AIM OF THE EXERCISE –
Return each of the entries below word for word.

Region pointing data –
=== Begin Enclosure ===

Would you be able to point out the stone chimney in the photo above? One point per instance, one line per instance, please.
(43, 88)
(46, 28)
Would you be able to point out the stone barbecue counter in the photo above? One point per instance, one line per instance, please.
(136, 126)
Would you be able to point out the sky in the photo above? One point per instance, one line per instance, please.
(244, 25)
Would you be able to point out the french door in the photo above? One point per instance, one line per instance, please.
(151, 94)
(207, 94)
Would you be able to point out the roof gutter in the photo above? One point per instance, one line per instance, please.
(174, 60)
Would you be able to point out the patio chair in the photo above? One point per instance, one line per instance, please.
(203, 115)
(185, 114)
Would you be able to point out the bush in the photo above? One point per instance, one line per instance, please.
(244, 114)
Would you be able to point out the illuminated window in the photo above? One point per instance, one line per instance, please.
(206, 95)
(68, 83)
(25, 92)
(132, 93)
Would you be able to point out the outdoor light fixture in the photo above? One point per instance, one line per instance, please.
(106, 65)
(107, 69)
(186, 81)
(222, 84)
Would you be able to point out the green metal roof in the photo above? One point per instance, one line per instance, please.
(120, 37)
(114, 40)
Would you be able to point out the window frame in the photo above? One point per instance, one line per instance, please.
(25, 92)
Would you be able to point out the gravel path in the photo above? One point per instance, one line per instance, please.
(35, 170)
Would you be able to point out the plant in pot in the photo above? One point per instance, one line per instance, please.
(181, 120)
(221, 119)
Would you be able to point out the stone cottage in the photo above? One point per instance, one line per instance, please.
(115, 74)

=== End Enclosure ===

RESULT FOR THIS TASK –
Would you be able to point out the stone chimney in the photo above? One point per instance, one line per instance, please.
(43, 88)
(46, 28)
Would you be able to point out the stone barbecue counter in the photo above? One point per instance, one line per instance, please.
(136, 126)
Would you be able to point out the sky in the photo above? One point per instance, one line per instance, please.
(244, 25)
Would you be able to point out the french door in the photo above? One point per instance, one line per instance, please.
(151, 94)
(207, 94)
Would you be able to point out the roof gutter in the photo above? One point per instance, one line per instance, please.
(174, 60)
Would you be able to point out the patio chair in the photo above? One point per instance, one line per instance, please.
(203, 115)
(185, 114)
Would you be able to point out the bush in the photo above? One point per instance, one line per instance, please.
(244, 114)
Would you be able to point out the illuminated window in the photo above? One point per instance, one line per instance, please.
(206, 95)
(68, 83)
(25, 92)
(132, 93)
Would you be able to point out the outdoor light fixture in the photo above? One point per instance, one line per instance, please.
(106, 65)
(107, 69)
(186, 81)
(222, 84)
Would you be able to point out the green metal roof in the photo above? One point per instance, one line per instance, please.
(120, 37)
(114, 40)
Would you be able to point out the window frame in the photo above? One point per instance, one line per instance, please.
(25, 92)
Would you be able to point out the gravel path in the photo above? One point per instance, one line per instance, please.
(35, 170)
Would you be able to point out the plant in pot in the photo above? One point per instance, one line per instance, please.
(181, 120)
(221, 119)
Would you be able to point out the stone cottage in the photo above? One point per instance, one line per instance, please.
(115, 74)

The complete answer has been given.